## O que se pede
Liste todas as pessoas citadas pelo nome no texto de leitura abaixo, escrevendo cada nome na forma mais completa em que aparece.

## Texto de leitura
■ ■ ■ ■ ■ ■ ■
O episódio para a reestréia foi bem escolhido: tratou-se do Caso Eloá, extremamente emblemático. Como se sabe, refere-se a um sequestro com cárcere privado ocorrido em 2008, quando um homem inconformado com o fim de uma relação, Lindemberg Alves Fernandes, invadiu o apartamento da ex-namorada, Eloá Cristina Pimentel, e ali manteve ela e uma colega como reféns por nada menos que cinco dias, terminando por matá-la e ferindo a colega antes de ser preso quando a polícia invadiu o apartamento.

Não foi a primeira vez que uma coisa assim aconteceu, nem seria a última, mas o episódio notabilizou-se pela maneira absurda com que foi tratado pela polícia e pela midia, chegando a tornar-se um grotesco reality show, com seu ponto máximo na reentrega da refém colega de Eloá dois dias após haver sido libertada.

Nos cinco dias que durou o show, o sequestrador foi tratado com todo o beneplácido pela polícia, que atendeu a todas as suas exigências, inclusive enviando mantimentos para que pudesse manter o cárcere privado indefinidamente. Quando ele afirmou que só se entregaria se Nayara, a colega de Eloá, estivesse presente, a polícia foi buscá-la com a finalidade de "ajudar nas negociações", e o sequestrador só teve o trabalho de puxá-la pelo braço para trazê-la de volta ao apartamento. Quando por fim a polícia decidiu invadir, os preparativos foram tão descuidados que o sequestrador teve tempo de armar uma barricada junto à porta, o que atrasou a entrada dos policiais por tempo suficiente para que ele atirasse nas vítimas.

Por que tanta incúria? Por que a polícia não agiu antes? Naqueles cinco dias, o sequetrador apareceu inímeras vezes à janela, podendo ser alvo de um atirador de elite. E com certeza ele precisava de tanto em tanto dormir, comer e até ir ao banheiro. Em suma, não faltaram ocasiões oportunas para a policia invadir. Mas nada aconteceu. Um boato não confirmado dá conta de que o governador Alkmin havia proibido terminantemente a polícia de matar o sequestrador, pois era época de eleição e não queria se prejudicar. A meu ver, a melhor explicação pode ser extraída deste comentário do coronel Eduardo Félix, então comandante do Batalhão de Choque da Polícia Militar:

"Nós poderíamos ter matado, ter dado o tiro, mas é um garoto de 22 anos de idade, sem antecedentes criminais e com uma crise amorosa. Se nós tivéssemos atingido o Lindemberg, fatalmente os senhores [jornalistas] estariam questionando o GATE sobre por que não negociaram mais"
■ ■ ■ ■ ■ ■ ■
## Trecho dos dados
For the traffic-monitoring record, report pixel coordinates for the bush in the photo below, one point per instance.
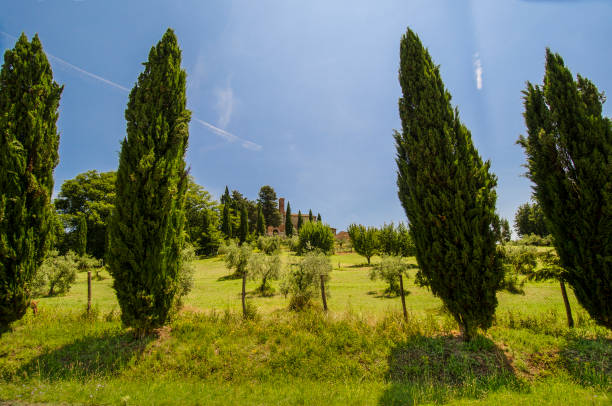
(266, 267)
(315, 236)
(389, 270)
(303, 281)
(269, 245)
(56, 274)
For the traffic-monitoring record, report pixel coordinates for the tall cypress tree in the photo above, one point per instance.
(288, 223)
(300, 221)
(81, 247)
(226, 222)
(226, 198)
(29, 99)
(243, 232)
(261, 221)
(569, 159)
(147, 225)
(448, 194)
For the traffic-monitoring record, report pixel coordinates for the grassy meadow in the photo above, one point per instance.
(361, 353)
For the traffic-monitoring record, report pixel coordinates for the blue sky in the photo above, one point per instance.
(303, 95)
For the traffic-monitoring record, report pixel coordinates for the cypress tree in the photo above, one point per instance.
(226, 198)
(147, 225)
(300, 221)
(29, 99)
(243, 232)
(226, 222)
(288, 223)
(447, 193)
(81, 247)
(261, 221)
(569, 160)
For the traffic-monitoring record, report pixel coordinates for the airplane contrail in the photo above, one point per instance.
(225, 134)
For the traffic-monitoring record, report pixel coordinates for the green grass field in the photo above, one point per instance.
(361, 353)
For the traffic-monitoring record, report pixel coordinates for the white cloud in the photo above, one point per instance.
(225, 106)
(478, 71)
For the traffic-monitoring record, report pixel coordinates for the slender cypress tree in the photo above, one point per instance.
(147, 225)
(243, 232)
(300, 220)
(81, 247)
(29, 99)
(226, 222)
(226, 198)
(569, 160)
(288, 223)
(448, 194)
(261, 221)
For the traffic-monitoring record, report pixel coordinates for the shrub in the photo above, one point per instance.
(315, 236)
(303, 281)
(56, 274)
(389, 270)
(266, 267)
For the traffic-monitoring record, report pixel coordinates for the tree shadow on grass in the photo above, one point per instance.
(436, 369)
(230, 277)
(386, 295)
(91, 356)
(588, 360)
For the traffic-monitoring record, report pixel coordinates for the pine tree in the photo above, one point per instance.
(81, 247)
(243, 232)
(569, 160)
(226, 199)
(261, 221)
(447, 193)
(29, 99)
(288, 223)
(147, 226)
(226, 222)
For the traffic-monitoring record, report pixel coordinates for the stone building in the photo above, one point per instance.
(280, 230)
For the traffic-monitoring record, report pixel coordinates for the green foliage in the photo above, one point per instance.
■ ■ ■ ■ ■ ■ ■
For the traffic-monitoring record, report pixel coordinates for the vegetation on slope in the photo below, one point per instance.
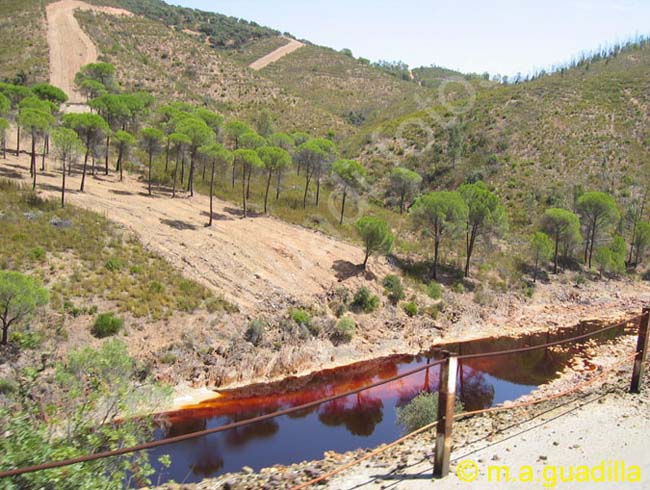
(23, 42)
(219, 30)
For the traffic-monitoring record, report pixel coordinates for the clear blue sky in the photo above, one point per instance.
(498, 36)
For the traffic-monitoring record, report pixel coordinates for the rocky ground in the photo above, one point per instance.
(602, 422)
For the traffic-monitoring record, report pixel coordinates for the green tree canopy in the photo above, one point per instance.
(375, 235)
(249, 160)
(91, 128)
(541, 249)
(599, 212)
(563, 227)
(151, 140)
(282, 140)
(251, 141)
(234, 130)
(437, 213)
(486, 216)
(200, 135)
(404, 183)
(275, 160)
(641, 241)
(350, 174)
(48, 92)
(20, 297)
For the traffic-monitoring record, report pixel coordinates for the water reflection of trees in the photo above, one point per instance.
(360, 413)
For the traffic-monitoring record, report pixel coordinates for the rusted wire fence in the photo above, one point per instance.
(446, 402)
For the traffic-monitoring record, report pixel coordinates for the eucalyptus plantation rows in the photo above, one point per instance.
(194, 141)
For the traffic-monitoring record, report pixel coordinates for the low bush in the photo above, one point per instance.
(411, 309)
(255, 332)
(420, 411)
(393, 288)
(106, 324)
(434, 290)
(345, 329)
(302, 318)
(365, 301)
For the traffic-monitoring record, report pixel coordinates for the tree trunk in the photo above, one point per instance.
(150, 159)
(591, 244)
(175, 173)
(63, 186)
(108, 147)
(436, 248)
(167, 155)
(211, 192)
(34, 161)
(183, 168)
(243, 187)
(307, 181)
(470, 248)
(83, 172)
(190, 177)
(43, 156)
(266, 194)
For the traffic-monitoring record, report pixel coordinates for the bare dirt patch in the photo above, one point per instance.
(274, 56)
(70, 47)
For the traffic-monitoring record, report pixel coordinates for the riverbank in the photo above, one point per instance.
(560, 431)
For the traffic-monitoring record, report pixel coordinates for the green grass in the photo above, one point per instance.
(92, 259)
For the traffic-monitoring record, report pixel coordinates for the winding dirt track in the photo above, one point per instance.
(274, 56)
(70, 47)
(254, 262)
■ ■ ■ ■ ■ ■ ■
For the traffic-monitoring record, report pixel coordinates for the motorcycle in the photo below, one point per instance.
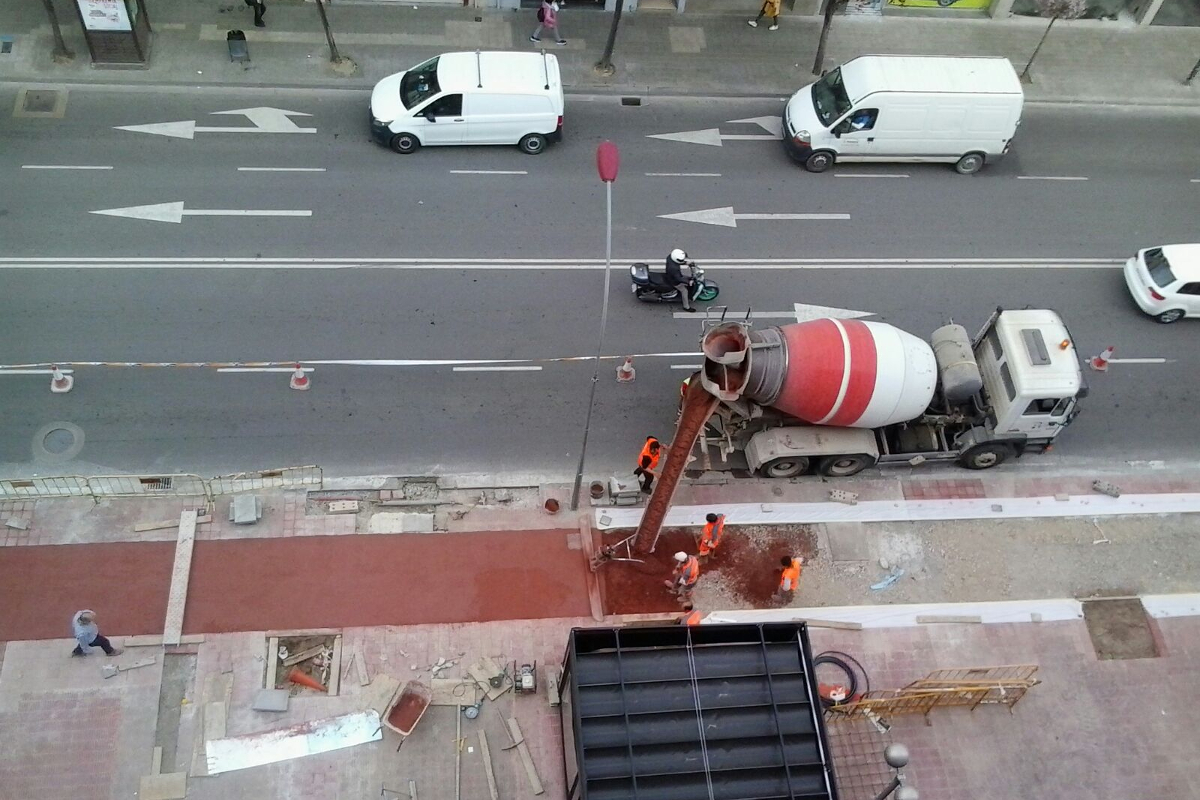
■ ■ ■ ■ ■ ■ ■
## Área de resposta
Lindemberg Alves Fernandes
Eloá Cristina Pimentel
Nayara
Alkmin
Eduardo Félix